→ **Document extract**
Class HTMLScanner.ContentScanner

java.lang.Object
org.cyberneko.html.HTMLScanner.ContentScanner
All Implemented Interfaces:
HTMLScanner.Scanner
Enclosing class:
HTMLScanner

public class HTMLScanner.ContentScanner extends Object implements HTMLScanner.Scanner
The primary HTML document scanner.
Author:
Andy Clark
  • Constructor Summary

    Constructors
    Constructor
    Description
     
  • Method Summary

    Modifier and Type
    Method
    Description
    protected void
    addLocationItem(org.apache.xerces.xni.XMLAttributes attributes, int index)
    Adds location augmentations to the specified attribute.
    protected String
    nextContent(int len)
    Reads the next characters WITHOUT impacting the buffer content up to current offset.
    boolean
    scan(boolean complete)
    Scan.
    protected boolean
    scanAttribute(org.apache.xerces.util.XMLAttributesImpl attributes, boolean[] empty)
    Scans a real attribute.
    protected boolean
    scanAttribute(org.apache.xerces.util.XMLAttributesImpl attributes, boolean[] empty, char endc)
    Scans an attribute, pseudo or real.
    protected void
    Scans a CDATA section.
    protected void
    Scans characters.
    protected void
    Scans a comment.
    protected void
    Scans an end element.
    protected boolean
    scanMarkupContent(org.apache.xerces.util.XMLStringBuffer buffer, char cend)
    Scans markup content.
    protected void
    Scans a processing instruction.
    protected boolean
    scanPseudoAttribute(org.apache.xerces.util.XMLAttributesImpl attributes)
    Scans a pseudo attribute.
    protected String
    scanStartElement(boolean[] empty)
    Scans a start element.

    Methods inherited from class java.lang.Object

    clone, equals, finalize, getClass, hashCode, notify, notifyAll, toString, wait, wait, wait
  • Constructor Details

    • ContentScanner

      public ContentScanner()
  • Method Details

    • scan

      public boolean scan(boolean complete) throws IOException
      Scan.

→ **Data to examine**
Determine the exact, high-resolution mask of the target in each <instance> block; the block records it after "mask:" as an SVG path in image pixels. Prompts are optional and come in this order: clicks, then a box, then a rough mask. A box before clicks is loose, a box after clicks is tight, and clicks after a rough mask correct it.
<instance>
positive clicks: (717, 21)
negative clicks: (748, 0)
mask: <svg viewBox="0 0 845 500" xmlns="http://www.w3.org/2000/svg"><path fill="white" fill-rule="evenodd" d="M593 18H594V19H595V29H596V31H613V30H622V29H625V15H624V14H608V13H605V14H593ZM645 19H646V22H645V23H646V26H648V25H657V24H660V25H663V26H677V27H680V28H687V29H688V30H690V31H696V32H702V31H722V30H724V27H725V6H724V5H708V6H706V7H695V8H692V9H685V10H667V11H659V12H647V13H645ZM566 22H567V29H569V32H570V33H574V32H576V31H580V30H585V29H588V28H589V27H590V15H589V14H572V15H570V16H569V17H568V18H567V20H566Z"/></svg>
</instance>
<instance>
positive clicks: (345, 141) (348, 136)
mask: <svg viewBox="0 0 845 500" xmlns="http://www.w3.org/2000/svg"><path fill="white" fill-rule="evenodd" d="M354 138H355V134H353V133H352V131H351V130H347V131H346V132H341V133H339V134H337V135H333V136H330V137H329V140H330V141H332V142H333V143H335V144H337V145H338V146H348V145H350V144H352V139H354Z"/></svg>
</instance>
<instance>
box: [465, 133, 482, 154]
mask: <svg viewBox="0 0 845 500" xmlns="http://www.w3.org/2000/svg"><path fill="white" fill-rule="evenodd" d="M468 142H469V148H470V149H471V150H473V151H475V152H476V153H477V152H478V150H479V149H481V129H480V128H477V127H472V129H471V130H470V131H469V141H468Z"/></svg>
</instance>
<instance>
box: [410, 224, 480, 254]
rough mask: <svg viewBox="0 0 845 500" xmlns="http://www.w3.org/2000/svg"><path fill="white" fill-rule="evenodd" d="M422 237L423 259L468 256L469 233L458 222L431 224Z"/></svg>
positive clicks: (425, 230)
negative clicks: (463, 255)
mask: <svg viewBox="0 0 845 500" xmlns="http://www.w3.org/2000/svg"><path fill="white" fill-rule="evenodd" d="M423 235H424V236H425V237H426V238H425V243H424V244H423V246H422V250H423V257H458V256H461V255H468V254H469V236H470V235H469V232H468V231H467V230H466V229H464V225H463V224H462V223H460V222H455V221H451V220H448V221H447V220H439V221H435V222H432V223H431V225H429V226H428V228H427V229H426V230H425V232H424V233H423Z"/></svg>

→ **Exercise instructions**
1. For each statement, say whether it agrees with the ContentScanner documentation. Answer yes or no and quote the deciding words. (a) The class implements HTMLScanner.Scanner. (b) The nextContent method changes the buffer content up to the current offset. (c) The scanAttribute method that takes an endc parameter scans only real attributes.
2. Please extract the ContentScanner documentation's text from "Modifier and Type" to "to current offset.", copied word for word.
The listing is separate from the ContentScanner documentation.

→ **Solutions per task**
1.
(a) Yes: "implements HTMLScanner.Scanner"
(b) No: "Reads the next characters WITHOUT impacting the buffer content up to current offset."
(c) No: "Scans an attribute, pseudo or real."

2.
Modifier and Type
    Method
    Description
    protected void
    addLocationItem(org.apache.xerces.xni.XMLAttributes attributes, int index)
    Adds location augmentations to the specified attribute.
    protected String
    nextContent(int len)
    Reads the next characters WITHOUT impacting the buffer content up to current offset.